Collected data:
______________________________
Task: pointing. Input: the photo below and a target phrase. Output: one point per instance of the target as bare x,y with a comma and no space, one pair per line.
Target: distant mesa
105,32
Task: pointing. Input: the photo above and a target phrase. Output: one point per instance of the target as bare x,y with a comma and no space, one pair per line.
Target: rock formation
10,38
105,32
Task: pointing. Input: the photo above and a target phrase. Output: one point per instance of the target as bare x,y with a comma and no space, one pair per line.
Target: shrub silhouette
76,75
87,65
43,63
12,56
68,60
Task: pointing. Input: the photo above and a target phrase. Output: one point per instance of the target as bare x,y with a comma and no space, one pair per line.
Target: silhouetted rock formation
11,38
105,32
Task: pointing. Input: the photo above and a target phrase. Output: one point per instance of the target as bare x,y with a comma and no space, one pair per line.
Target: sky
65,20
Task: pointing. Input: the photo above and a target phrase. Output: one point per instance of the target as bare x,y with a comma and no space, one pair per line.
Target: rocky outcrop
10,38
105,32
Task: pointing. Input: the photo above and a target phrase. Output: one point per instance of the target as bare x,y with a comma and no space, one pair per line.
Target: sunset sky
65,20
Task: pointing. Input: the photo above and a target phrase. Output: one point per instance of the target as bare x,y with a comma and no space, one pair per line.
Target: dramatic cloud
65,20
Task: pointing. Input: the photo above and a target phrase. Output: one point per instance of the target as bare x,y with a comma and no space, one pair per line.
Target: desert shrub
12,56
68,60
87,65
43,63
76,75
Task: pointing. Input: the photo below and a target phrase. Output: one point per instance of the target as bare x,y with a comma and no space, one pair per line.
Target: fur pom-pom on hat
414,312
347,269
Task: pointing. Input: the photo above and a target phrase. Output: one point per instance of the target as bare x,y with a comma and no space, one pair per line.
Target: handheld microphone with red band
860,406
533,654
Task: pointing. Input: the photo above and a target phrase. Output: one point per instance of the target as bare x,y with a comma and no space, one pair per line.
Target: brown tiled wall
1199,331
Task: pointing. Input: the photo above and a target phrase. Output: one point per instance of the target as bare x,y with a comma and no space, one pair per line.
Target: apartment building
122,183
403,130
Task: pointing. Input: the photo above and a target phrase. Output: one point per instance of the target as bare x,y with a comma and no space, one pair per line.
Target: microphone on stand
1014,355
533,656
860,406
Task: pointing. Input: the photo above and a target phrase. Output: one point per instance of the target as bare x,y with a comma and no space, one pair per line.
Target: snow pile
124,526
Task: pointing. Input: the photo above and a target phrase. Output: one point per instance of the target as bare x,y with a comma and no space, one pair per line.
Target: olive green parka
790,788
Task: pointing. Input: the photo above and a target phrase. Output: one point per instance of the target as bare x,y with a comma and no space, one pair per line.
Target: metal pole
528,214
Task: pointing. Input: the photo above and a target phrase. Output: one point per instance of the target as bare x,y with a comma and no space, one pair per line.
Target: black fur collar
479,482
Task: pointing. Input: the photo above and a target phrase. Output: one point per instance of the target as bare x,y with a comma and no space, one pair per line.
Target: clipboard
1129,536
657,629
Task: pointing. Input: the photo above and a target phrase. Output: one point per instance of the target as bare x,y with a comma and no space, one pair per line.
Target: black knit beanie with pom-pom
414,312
______________________________
▶ [ACTIVITY]
Nothing in the data may be omitted; transcribe it exactly.

▶ [YOUR RESPONSE]
Task: pointing. Input: the photo below and a target phrase. Output: one point per instance of the target as bare x,y with a comma and no space, one pair per line.
Target: distant mesa
105,32
Task: pointing. Input: the photo above and a target phrase. Output: one point per instance of the target as bare x,y with a comma and no space, one pair per line.
Target: rock formation
10,38
105,32
Task: pointing. Input: the photo above and a target phrase. Output: one point per instance of the target as bare x,y with a comma and no space, one pair per line.
Target: shrub silhouette
76,75
87,65
43,63
12,56
68,60
Task: pointing. Input: the photo above and a target phrase. Output: one point per instance of the target as bare x,y with a comma and no space, one pair per line.
Target: silhouetted rock formation
11,38
105,32
Task: pointing. Input: the photo above and a target phrase. Output: one point per instance of the target as bare x,y with a comma and no space, one pair per line.
Target: sky
65,20
Task: pointing. Input: the photo above and a target phrase. Output: one point per instance of the target as bare x,y with a comma and no space, one pair per line.
Target: rocky outcrop
10,38
105,32
Task: pointing. Input: the photo above and a target phrase. Output: one point per instance of the target as bare x,y with a comma and no space, one pair per line.
Target: sunset sky
65,20
Task: pointing. Input: the photo above and a target phrase. Output: one point per instance of the target as bare x,y with a comma and no space, one pair per line.
Target: dramatic cloud
65,20
Task: pointing. Input: the photo above and a target phrase. Output: one point per instance of the target as bare x,y with a comma and no space, one pair per line.
Target: desert shrub
12,56
68,60
87,65
43,63
76,75
Task: pointing. Input: the photo below and a target phrase. Output: one point per instance of the target as bare x,y with a comma and no space, one pair per line.
Target: fur pom-pom on hat
414,312
347,269
Task: pointing. Input: the photo above and a target phrase. Output: one point per instance of the target as bare x,y with a comma and no space, one pair per line.
Target: handheld microphone with red band
860,406
533,654
Task: pointing. Input: the photo above and a target phrase. Output: one point per instance of the target as bare x,y with a comma and no space, one pair per line.
Target: brown tiled wall
1199,331
Task: pointing. Input: the photo above and a target phrase. Output: one point per instance of the target as bare x,y with a comma and no space, one pair per line.
Target: apartment building
122,183
403,130
Task: pointing. Input: the photo above and a target phrase. Output: one point per instance of the target as bare x,y with a comma and no space, one pair per line.
Target: microphone on stand
1014,355
533,656
860,406
Task: pointing. Input: the photo above and a target phrase. Output: one point per instance of the target as bare x,y with a comma and no space, one pair per line.
Target: snow pile
124,526
Task: pointing. Input: the photo above and a target phrase. Output: one point per instance of the target as bare x,y with a comma and no space, one pair per line.
Target: olive green parka
790,788
Task: pointing. Input: the photo above and a target phrase. Output: one point per instance of the target as bare x,y with a comma and no space, one pair per line.
Target: metal pole
528,214
Task: pointing. Input: the photo above and a target phrase. Output: one point per instance of the target as bare x,y with a comma and no space, one pair per line.
Target: black fur collar
479,482
Task: pointing. Input: the photo above and a target phrase. Output: one point per instance of the target as bare x,y with a comma and no space, one pair per line.
Target: clipboard
1129,536
657,629
Task: pointing. Input: the photo above and a target phrase. Output: one point per instance of the target as bare x,y with a comma and no space, one pair per line.
Target: black knit beanie with pom-pom
414,312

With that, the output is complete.